### Data for review
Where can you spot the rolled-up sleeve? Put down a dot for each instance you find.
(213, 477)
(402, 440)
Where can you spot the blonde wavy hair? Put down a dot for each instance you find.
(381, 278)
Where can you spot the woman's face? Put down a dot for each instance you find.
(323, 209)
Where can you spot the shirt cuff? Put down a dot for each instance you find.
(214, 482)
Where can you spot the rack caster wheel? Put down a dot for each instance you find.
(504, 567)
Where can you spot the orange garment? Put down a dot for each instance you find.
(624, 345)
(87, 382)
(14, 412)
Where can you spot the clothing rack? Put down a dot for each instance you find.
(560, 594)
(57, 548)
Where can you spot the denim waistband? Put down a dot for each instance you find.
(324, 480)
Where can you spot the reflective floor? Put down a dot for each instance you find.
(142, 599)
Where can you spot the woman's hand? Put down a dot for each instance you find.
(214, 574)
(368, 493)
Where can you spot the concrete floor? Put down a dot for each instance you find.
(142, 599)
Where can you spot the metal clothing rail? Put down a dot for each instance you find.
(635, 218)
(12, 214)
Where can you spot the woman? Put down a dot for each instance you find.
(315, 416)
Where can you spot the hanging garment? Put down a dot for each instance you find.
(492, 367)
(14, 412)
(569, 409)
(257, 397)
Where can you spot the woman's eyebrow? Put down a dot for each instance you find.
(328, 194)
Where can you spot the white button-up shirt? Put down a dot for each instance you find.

### Task
Extract all the material, leaving every line as it is.

### Solved exercise
Where can you spot the rolled-up sleeve? Put down a dot for each instance you find.
(213, 477)
(402, 440)
Where can you spot the blonde wavy hair? Put down a dot for each instance you find.
(381, 278)
Where can you spot the woman's face? Put down a dot for each instance you find.
(323, 209)
Where can you spot the shirt cuff? Put down a dot for each instance you find.
(214, 482)
Where can you spot the rack caster wheel? Put down a dot for each instance you find.
(504, 567)
Where can you spot the orange garment? Put down a dot for each instance you find.
(624, 345)
(87, 382)
(14, 412)
Where can you spot the clothing rack? Put down a dot for each instance you find.
(560, 594)
(57, 548)
Where can you spot the denim waistband? Put down a dot for each instance you find.
(324, 480)
Where can you spot the reflective floor? Put down a dot for each instance you find.
(142, 599)
Where can you spot the woman's hand? Put down a dot for each instance you find.
(214, 574)
(368, 493)
Where can you spot the concrete floor? Put down a dot for each instance you find.
(142, 599)
Where can you spot the metal clothing rail? Put down a dot for each instance you find.
(635, 218)
(12, 214)
Where can you spot the woman? Put down a dot for each instance you find.
(315, 416)
Where can you spot the hanging garment? Put down a dot for each instance you find.
(492, 367)
(14, 412)
(569, 409)
(257, 397)
Where can you spot the woman's eyebrow? Put down a dot for each instance you find.
(328, 194)
Where can you spot the white button-up shirt? Put down a dot for each instance you find.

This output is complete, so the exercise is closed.